* [Aim] Set down each record exactly as written.

# START OF Excerpted data

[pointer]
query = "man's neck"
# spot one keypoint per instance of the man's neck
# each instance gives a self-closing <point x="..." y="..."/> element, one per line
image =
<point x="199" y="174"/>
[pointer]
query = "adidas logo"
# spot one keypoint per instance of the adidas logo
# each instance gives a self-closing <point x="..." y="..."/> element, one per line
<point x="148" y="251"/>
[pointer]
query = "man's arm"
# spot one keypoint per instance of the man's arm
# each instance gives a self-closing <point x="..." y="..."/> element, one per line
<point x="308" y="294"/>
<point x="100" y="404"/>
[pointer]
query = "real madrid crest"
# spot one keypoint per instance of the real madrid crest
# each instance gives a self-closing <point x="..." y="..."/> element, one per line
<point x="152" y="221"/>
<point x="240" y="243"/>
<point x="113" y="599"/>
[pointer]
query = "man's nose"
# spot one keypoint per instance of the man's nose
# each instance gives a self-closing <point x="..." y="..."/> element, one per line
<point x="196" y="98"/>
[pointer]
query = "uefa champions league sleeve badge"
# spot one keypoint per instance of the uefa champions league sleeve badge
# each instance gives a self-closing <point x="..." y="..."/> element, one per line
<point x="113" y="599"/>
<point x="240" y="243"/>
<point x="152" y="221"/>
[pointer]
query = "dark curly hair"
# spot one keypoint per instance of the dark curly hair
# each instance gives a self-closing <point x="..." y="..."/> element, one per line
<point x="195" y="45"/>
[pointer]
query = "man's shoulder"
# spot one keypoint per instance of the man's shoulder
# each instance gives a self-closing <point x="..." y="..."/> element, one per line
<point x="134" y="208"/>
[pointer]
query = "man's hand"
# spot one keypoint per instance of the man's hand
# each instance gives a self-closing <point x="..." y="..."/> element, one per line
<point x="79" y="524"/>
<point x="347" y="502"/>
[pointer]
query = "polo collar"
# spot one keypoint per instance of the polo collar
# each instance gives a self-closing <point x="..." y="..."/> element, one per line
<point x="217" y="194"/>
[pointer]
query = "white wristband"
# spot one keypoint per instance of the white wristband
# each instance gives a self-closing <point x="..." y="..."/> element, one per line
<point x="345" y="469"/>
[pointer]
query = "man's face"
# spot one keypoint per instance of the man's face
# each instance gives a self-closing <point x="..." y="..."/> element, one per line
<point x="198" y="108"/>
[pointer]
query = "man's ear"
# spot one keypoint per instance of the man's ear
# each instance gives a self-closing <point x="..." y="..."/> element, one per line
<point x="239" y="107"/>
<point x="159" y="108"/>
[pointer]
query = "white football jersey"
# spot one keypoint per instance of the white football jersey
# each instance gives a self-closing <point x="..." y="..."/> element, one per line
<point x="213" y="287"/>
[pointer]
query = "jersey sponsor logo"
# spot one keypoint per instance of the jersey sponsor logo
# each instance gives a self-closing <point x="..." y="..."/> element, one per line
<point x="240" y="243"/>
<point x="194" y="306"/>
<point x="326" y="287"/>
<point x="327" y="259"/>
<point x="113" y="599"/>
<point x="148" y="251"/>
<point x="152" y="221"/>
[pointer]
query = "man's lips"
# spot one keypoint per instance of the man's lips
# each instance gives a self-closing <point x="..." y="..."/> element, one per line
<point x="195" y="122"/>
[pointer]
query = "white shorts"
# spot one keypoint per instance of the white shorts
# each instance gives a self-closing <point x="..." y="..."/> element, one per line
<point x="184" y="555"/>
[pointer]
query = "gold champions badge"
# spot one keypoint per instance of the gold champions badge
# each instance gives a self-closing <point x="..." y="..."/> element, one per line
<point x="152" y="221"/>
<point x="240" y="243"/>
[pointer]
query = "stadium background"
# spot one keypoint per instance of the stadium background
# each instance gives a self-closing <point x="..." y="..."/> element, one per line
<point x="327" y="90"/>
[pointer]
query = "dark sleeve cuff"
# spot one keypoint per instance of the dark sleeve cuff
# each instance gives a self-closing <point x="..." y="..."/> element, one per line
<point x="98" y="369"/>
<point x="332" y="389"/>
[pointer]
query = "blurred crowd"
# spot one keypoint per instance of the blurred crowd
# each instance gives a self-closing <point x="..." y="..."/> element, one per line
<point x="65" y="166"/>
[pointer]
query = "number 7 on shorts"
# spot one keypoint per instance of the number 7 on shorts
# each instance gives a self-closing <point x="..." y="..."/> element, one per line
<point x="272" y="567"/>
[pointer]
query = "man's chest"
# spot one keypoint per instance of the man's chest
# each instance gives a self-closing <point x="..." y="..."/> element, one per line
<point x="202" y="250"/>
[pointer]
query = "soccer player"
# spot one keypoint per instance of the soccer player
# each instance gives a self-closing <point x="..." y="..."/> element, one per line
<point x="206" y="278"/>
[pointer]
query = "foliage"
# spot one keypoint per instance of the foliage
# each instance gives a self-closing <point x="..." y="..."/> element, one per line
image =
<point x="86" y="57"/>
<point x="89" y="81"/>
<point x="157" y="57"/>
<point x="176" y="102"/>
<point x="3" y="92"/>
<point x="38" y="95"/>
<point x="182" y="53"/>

# END OF Excerpted data

* [Result of the task]
[pointer]
query = "man's neck"
# spot one keypoint per instance of the man's neck
# each instance gives a self-closing <point x="..." y="..."/> element, one per line
image =
<point x="199" y="174"/>
[pointer]
query = "adidas logo"
# spot one keypoint per instance of the adidas logo
# each instance gives a self-closing <point x="..." y="..."/> element, one per line
<point x="148" y="251"/>
[pointer]
query = "man's arm"
# spot one keypoint per instance of the man's arm
# each instance gives a self-closing <point x="..." y="..."/> element, one per line
<point x="308" y="294"/>
<point x="100" y="404"/>
[pointer]
query = "real madrid crest"
# spot one keypoint per instance of the real madrid crest
# each instance gives a self-closing <point x="..." y="..."/> element, one per line
<point x="152" y="221"/>
<point x="240" y="243"/>
<point x="113" y="599"/>
[pointer]
query = "man's nose"
# spot one keypoint per instance of the man's nose
# each instance gives a self-closing <point x="..." y="..."/> element, one per line
<point x="196" y="98"/>
[pointer]
query = "uefa champions league sleeve badge"
# spot one keypoint per instance of the uefa champions league sleeve badge
# each instance gives a self-closing <point x="..." y="..."/> element, one per line
<point x="113" y="599"/>
<point x="240" y="243"/>
<point x="152" y="221"/>
[pointer]
query = "dark curly hair"
# spot one keypoint per instance of the dark curly hair
# each instance gives a self-closing <point x="..." y="..."/> element, one per line
<point x="195" y="45"/>
[pointer]
query = "man's shoulder"
# spot one keypoint per instance of the man's shoulder
# each instance gives a self-closing <point x="..." y="..."/> element, one per line
<point x="134" y="208"/>
[pointer]
query = "man's hand"
# spot one keypoint per instance of the man's hand
# each instance gives a self-closing <point x="..." y="..."/> element, one per line
<point x="79" y="524"/>
<point x="347" y="502"/>
[pointer]
query = "polo collar"
# spot one keypoint per instance of the polo collar
# each instance gives a self-closing <point x="..." y="..."/> element, one per line
<point x="217" y="194"/>
[pointer]
query = "white wristband"
# spot one keypoint per instance of the white wristband
# each instance gives a self-closing <point x="..." y="..."/> element, one per line
<point x="345" y="469"/>
[pointer]
query = "man's face"
# spot one keypoint per instance of the man's face
# each instance gives a self-closing <point x="..." y="..."/> element, one per line
<point x="198" y="108"/>
[pointer]
query = "man's ear"
# spot one keypoint per instance of the man's ear
# each instance gives a self-closing <point x="..." y="..."/> element, one per line
<point x="239" y="107"/>
<point x="159" y="108"/>
[pointer]
query = "white football jersey"
# spot one keypoint per instance of the white football jersey
# each instance gives a self-closing <point x="..." y="..."/> element, one per line
<point x="213" y="287"/>
[pointer]
query = "jersey sponsor logo"
# spot one keypoint per instance of the jersey sponsor logo
# each instance gives a self-closing <point x="..." y="..."/> element, one per line
<point x="240" y="243"/>
<point x="194" y="306"/>
<point x="326" y="287"/>
<point x="327" y="259"/>
<point x="113" y="599"/>
<point x="148" y="251"/>
<point x="152" y="221"/>
[pointer]
query = "man's lips"
# spot one keypoint per instance of the man's lips
# each instance gives a self-closing <point x="..." y="..."/> element, one per line
<point x="195" y="122"/>
[pointer]
query = "white shorts"
# spot one keypoint per instance of the white shorts
# each instance gives a self-closing <point x="..." y="..."/> element, one per line
<point x="184" y="555"/>
[pointer]
query = "gold champions badge"
# spot one keypoint per instance of the gold champions badge
# each instance gives a self-closing <point x="..." y="..."/> element, one per line
<point x="152" y="221"/>
<point x="240" y="243"/>
[pointer]
query = "stadium background"
# spot one keypoint per instance of the stadium background
# each instance gives a self-closing <point x="..." y="..."/> element, one per line
<point x="327" y="90"/>
[pointer]
query = "dark sleeve cuff"
# spot one keypoint per instance of the dark sleeve cuff
# each instance gives a self-closing <point x="..." y="..."/> element, one per line
<point x="98" y="369"/>
<point x="332" y="389"/>
[pointer]
query = "blurred crowd"
# spot one keypoint per instance of the blurred crowd
# each instance gives a self-closing <point x="..." y="..."/> element, one per line
<point x="65" y="166"/>
[pointer]
query = "number 7 on shorts"
# spot one keypoint per instance of the number 7 on shorts
# each instance gives a self-closing <point x="..." y="..."/> element, one per line
<point x="272" y="567"/>
[pointer]
query = "man's chest"
# spot one keypoint per instance of the man's chest
# each instance gives a self-closing <point x="..." y="..."/> element, one per line
<point x="202" y="250"/>
[pointer]
query = "soccer player"
# spot one keypoint per instance of the soccer player
# each instance gives a self-closing <point x="..." y="..."/> element, one per line
<point x="206" y="278"/>
[pointer]
query = "foliage"
# spot one keypoint per instance of the foliage
# each instance gives a self-closing <point x="..." y="..."/> element, one per line
image =
<point x="86" y="57"/>
<point x="89" y="81"/>
<point x="157" y="57"/>
<point x="176" y="102"/>
<point x="3" y="92"/>
<point x="38" y="95"/>
<point x="182" y="53"/>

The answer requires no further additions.